AIM >>
Everything from the line containing "of the horizontal" through the last line of the records below should be printed exactly, please, and nothing else.

Dataset rows on where objects appear
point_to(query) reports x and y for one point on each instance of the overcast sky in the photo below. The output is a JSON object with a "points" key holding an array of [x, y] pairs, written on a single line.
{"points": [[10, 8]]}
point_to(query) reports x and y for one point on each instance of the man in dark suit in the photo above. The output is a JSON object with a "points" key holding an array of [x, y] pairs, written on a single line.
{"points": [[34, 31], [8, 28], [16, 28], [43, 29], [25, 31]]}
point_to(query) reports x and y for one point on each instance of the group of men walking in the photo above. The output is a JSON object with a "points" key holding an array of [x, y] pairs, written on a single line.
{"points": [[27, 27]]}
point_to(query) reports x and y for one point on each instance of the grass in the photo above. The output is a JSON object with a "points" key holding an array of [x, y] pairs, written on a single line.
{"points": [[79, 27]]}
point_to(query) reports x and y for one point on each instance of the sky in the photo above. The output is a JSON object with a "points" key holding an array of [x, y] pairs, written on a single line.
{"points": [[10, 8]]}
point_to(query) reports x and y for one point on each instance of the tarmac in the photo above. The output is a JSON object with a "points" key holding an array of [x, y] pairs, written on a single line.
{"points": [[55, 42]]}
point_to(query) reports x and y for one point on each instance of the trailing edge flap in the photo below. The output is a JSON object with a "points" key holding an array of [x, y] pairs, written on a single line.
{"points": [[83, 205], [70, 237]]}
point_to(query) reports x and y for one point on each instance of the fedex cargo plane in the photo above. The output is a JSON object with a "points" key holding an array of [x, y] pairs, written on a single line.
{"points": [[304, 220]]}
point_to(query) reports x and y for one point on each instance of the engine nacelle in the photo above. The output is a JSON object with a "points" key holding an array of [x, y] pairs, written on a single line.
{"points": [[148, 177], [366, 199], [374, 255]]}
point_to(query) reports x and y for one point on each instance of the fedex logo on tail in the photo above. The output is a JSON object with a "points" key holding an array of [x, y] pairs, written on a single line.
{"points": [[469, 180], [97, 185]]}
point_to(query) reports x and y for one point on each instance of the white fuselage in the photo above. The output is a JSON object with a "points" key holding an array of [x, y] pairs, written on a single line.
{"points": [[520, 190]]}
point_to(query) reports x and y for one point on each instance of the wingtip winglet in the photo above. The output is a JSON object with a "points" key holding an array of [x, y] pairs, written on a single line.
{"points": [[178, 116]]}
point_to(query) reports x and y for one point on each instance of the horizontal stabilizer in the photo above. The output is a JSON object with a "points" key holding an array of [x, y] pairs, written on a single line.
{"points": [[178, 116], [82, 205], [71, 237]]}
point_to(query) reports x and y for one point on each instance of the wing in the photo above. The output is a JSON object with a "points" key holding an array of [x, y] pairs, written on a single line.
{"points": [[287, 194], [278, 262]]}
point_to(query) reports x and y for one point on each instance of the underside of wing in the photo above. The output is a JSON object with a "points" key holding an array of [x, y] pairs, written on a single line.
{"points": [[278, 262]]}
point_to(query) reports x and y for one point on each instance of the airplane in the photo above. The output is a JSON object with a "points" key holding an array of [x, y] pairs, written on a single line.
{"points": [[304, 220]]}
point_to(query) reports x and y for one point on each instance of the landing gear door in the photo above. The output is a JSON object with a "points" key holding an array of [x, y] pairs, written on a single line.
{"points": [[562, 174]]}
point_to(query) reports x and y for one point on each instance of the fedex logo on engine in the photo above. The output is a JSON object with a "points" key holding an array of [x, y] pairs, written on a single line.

FINAL RESULT >>
point_to(query) reports x and y for one point on each instance of the horizontal stabilizer in the photo above. The output is a JSON object with a "points" key holding an array of [x, y] pairs, written on a single line.
{"points": [[178, 116], [82, 205], [71, 237]]}
point_to(query) reports x and y for one point on each instance of the wing in the photo above. The output is a JSON object with a "points" key holding an array of [x, y] pairs, written on a single line.
{"points": [[287, 194], [278, 262]]}
point_to(query) reports x and y for one point on each instance of the underside of wing in the photo above. The output is a JSON object with a "points" key holding an array of [x, y] pairs, written on a single line.
{"points": [[278, 262]]}
point_to(query) reports x and y for one point on each instance of the airplane in the photo above. The output is a JSON object with a "points" key holding an array of [x, y] pairs, written on a single line.
{"points": [[304, 220]]}
point_to(query) reports x and y for one point on each instance of the landing gear door in the photo above. The output is a JSON object with a "points" key holding an array of [x, y] pairs, written on a single line.
{"points": [[562, 174]]}
point_to(query) reports x and y for one point on each instance of the fedex logo on engine in the photo above. The output is a JSON object with a "points" key holding an array of [x, y] pairs, written on a single line.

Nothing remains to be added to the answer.